[GOAL]: Pick out every line in the listing below that contains the word "picture", and copy each of those lines.

[DATA EXCERPTS]:
******

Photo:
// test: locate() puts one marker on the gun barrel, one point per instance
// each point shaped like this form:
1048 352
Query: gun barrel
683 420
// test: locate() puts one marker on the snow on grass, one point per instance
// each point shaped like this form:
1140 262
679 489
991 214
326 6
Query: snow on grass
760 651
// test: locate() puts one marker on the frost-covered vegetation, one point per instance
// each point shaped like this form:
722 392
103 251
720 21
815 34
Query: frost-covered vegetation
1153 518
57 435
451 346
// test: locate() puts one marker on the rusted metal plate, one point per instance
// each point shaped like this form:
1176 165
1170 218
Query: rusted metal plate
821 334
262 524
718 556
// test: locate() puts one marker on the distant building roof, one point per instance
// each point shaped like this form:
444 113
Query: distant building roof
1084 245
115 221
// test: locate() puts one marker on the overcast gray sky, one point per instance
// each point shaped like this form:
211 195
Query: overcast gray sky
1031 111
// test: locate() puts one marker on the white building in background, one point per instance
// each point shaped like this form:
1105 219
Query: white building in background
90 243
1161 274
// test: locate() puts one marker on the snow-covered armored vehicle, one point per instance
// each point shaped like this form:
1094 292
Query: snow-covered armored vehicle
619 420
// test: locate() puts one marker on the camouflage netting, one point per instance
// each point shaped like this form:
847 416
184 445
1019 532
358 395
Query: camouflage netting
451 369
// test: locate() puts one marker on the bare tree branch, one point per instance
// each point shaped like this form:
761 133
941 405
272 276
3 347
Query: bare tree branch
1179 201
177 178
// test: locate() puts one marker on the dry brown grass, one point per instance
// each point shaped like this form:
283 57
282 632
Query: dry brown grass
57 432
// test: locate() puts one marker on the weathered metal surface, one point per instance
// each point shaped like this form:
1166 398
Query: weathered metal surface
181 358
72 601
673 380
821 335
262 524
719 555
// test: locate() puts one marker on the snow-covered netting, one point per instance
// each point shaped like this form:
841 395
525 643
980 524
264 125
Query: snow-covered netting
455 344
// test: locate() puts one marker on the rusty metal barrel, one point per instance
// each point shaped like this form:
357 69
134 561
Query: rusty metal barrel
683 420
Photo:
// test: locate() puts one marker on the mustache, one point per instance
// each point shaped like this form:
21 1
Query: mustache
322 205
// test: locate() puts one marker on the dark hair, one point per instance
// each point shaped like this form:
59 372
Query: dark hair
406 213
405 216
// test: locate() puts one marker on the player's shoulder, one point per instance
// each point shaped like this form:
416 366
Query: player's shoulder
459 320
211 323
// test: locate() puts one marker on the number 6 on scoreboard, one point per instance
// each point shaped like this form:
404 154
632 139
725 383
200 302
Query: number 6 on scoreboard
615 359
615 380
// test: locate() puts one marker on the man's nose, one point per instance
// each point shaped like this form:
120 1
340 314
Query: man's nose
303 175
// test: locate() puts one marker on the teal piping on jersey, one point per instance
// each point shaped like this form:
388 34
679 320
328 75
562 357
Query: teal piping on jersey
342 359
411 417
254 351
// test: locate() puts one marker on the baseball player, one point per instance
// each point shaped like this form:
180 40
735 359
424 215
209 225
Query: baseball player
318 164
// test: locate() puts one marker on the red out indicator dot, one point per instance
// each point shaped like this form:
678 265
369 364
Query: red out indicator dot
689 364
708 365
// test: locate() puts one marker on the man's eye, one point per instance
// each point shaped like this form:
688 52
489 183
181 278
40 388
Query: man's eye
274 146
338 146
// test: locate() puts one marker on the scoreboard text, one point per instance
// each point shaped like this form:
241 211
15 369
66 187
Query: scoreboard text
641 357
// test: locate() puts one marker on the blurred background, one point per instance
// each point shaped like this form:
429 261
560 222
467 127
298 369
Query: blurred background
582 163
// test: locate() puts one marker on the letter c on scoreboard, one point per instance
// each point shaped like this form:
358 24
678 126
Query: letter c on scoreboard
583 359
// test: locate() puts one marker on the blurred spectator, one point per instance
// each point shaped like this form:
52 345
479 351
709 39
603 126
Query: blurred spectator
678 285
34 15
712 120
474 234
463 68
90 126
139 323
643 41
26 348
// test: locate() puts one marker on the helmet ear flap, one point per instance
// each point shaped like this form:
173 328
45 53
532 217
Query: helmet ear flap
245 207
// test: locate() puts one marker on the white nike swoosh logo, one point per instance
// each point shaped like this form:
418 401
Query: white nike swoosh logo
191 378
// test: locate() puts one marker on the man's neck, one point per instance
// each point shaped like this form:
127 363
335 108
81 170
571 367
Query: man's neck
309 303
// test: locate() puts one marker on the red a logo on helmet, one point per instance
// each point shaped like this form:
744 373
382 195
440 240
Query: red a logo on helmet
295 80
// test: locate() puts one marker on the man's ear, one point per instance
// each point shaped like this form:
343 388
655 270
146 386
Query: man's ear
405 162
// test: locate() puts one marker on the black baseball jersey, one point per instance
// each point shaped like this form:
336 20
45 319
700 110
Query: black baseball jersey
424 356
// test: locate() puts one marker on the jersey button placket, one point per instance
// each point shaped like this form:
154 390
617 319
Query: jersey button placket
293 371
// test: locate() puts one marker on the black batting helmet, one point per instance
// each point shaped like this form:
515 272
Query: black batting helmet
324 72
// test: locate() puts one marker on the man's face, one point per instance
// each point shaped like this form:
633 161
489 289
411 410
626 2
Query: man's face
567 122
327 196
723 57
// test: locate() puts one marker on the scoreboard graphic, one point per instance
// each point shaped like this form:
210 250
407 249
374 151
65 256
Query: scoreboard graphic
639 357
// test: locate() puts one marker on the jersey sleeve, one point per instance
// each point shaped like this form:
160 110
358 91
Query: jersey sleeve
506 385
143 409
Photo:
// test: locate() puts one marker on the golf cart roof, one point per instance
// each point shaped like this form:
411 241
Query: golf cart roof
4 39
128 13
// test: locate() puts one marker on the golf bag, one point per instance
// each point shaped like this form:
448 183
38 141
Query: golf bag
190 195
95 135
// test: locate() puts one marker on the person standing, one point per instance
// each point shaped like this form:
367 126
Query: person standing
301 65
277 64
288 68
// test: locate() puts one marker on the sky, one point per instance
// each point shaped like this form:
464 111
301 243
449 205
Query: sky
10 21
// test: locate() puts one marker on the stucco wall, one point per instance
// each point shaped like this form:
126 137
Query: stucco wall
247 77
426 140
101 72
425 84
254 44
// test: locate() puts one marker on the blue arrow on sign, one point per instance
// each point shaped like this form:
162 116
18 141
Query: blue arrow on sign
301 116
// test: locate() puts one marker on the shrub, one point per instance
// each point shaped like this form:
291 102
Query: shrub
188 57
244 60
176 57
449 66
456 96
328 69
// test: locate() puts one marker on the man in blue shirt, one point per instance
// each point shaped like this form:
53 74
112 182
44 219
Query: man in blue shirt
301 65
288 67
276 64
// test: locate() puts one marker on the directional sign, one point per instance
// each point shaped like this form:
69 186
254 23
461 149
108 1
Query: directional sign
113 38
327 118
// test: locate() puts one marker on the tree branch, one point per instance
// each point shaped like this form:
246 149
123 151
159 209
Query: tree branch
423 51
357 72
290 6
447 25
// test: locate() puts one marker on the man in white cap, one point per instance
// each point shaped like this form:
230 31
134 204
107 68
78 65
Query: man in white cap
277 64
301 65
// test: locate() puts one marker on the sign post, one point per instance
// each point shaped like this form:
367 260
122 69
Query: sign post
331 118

******

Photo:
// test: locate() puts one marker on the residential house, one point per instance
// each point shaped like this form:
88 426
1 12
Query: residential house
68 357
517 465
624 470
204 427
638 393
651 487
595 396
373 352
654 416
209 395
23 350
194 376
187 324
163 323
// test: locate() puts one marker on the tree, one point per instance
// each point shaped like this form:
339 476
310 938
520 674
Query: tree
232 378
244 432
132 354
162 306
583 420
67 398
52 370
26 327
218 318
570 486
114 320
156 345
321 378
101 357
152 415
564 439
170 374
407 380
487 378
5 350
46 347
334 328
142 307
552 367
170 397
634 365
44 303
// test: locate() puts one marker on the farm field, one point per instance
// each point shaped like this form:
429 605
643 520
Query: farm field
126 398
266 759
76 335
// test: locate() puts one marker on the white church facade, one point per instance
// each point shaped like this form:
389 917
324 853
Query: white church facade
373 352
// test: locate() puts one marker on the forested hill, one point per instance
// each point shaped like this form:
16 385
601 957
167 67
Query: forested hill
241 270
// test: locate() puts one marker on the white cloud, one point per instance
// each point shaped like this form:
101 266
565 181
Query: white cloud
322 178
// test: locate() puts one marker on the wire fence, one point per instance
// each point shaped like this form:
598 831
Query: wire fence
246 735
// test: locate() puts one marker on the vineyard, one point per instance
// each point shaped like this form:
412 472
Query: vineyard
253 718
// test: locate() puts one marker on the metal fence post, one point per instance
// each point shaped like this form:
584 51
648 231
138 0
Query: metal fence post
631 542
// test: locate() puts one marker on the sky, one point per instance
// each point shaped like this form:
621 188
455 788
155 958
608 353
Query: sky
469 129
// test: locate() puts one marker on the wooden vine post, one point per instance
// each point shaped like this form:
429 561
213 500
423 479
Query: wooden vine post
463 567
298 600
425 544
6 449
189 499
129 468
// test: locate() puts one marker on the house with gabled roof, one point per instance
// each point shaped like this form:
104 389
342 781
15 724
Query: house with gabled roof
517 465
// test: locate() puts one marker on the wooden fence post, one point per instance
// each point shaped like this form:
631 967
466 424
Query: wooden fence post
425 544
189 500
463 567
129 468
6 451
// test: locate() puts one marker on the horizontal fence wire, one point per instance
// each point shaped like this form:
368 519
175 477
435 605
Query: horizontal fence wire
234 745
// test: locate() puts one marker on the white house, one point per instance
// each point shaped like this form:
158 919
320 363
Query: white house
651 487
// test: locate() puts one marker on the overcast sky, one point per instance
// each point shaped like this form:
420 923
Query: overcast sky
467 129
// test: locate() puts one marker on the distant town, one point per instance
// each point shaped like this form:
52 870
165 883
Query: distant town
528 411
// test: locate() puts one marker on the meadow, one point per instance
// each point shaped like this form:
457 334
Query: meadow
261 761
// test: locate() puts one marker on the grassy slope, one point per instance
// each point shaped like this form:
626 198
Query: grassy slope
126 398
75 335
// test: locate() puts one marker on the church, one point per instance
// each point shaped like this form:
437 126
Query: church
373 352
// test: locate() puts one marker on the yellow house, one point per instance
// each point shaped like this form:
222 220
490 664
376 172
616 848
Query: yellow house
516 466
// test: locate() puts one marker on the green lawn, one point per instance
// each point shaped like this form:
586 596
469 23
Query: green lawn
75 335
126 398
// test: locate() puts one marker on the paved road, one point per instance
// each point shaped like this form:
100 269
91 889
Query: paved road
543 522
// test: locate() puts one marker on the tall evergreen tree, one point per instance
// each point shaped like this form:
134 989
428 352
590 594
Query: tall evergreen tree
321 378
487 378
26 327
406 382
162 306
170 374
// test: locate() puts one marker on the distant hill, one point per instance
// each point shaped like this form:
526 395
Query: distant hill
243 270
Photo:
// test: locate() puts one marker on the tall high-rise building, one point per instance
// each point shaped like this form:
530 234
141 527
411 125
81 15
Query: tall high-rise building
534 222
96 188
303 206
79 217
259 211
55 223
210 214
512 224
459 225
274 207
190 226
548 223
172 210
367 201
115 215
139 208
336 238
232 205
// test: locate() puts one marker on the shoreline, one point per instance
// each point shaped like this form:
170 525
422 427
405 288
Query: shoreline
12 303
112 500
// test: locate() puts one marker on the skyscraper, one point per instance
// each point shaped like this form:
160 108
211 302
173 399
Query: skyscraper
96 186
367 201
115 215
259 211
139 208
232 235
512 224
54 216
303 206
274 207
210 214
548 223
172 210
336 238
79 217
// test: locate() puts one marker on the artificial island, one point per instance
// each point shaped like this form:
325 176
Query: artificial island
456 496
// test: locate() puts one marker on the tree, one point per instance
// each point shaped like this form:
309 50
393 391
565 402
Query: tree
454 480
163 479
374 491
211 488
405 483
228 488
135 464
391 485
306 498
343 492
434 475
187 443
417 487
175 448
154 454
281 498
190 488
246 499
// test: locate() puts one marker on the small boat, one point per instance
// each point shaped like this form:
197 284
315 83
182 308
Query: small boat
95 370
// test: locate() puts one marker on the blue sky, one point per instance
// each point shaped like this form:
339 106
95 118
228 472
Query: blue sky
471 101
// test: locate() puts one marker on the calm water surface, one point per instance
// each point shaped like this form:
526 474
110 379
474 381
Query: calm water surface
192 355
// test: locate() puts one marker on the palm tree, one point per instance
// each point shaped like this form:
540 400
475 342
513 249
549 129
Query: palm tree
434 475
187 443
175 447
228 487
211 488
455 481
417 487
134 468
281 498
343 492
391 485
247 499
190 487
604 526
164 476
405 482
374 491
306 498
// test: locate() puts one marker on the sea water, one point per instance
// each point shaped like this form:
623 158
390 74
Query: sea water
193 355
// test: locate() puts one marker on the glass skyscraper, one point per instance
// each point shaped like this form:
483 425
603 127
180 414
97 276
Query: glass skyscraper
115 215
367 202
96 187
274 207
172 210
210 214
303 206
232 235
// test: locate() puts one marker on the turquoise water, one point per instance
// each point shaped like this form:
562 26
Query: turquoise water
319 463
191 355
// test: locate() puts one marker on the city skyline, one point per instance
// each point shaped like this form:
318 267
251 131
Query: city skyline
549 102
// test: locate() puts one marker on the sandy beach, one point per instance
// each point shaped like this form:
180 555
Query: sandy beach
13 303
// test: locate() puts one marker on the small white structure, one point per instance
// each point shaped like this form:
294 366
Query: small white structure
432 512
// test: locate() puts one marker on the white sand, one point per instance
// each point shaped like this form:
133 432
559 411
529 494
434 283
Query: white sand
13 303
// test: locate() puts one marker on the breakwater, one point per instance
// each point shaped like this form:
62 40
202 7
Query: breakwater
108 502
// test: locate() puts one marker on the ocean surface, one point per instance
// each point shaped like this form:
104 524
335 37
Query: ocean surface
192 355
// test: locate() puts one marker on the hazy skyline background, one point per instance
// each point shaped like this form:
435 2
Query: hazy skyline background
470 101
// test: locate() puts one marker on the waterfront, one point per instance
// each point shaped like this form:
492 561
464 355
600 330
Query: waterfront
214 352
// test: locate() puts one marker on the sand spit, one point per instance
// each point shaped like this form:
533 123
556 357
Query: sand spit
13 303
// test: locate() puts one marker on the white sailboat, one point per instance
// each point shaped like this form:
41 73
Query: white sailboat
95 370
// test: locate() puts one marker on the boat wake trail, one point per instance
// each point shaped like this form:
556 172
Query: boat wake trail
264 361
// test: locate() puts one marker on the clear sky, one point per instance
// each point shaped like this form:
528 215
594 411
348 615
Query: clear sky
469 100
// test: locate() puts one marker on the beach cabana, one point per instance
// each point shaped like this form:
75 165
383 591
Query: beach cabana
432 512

******

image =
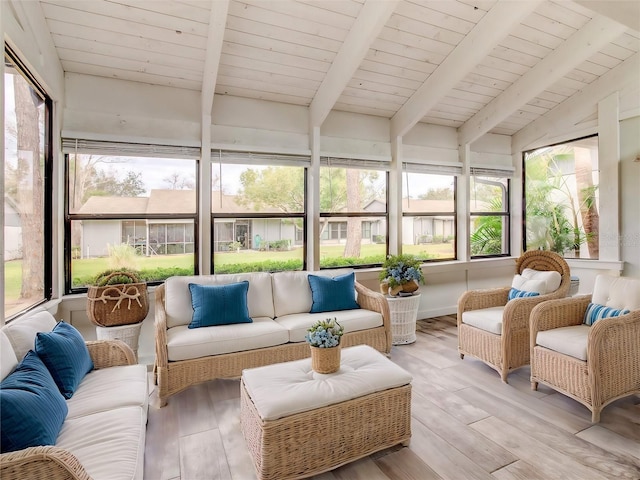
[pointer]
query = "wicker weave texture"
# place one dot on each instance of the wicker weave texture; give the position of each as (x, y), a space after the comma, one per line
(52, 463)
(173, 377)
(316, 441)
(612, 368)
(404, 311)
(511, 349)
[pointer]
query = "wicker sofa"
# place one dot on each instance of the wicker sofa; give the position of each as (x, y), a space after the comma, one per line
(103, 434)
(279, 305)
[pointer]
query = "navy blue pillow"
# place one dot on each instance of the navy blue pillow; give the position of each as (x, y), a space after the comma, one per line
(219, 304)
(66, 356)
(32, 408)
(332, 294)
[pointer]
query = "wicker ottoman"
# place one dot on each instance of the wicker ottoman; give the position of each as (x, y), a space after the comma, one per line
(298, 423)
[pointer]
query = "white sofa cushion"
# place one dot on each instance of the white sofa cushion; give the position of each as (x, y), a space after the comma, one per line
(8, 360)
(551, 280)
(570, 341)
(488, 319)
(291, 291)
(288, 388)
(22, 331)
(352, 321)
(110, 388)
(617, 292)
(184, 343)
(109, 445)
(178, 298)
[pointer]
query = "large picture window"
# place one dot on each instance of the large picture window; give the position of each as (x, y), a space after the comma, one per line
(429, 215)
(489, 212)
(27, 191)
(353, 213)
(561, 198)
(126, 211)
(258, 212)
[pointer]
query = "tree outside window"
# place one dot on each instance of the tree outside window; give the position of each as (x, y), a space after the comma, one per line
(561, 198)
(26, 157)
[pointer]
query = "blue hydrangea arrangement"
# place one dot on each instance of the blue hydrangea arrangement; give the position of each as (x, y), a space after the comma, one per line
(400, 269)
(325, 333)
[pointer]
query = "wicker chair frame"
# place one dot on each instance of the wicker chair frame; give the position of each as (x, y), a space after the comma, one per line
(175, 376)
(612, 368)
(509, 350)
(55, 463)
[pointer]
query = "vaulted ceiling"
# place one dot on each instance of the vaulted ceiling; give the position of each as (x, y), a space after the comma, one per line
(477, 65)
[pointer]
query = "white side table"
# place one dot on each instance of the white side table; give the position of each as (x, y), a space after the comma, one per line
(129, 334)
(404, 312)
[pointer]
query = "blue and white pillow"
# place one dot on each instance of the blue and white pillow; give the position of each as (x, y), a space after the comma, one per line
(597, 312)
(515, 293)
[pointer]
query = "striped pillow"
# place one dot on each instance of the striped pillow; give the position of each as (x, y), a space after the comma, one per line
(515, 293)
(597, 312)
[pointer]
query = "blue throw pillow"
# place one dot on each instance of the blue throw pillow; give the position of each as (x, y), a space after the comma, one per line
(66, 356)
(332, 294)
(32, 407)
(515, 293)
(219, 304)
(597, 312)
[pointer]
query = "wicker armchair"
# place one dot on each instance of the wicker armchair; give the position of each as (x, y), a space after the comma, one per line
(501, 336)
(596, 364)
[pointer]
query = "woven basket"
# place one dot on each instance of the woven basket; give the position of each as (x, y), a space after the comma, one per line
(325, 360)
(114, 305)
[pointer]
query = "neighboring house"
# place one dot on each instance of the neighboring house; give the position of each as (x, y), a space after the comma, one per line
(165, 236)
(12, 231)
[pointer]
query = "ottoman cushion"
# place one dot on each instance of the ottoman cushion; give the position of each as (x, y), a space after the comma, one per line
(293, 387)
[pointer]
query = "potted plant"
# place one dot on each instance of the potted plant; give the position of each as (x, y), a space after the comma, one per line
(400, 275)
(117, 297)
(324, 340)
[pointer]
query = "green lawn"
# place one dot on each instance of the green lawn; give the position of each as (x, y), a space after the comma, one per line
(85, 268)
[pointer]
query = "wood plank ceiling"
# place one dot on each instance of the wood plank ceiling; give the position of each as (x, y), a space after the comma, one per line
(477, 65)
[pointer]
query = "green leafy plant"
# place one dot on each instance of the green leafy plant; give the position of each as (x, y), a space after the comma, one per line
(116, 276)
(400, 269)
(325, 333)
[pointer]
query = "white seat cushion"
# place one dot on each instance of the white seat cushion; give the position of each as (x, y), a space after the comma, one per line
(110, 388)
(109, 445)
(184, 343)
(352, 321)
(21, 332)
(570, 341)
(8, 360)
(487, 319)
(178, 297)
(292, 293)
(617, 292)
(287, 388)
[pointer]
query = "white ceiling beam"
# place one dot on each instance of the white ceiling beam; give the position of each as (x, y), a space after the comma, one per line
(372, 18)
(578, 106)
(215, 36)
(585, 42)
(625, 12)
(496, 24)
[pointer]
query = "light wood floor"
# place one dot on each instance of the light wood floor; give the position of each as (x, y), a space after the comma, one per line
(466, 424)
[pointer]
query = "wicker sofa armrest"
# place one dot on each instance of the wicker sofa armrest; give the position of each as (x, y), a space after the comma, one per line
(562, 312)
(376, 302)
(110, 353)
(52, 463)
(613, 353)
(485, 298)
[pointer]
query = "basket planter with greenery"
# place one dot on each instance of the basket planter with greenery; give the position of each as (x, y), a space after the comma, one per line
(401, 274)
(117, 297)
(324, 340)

******

[RESPONSE TO THIS EXERCISE]:
query = "large picture window"
# place one dot on each instance of the large picture window; give the position of each as (x, y), a space after the comma, one per line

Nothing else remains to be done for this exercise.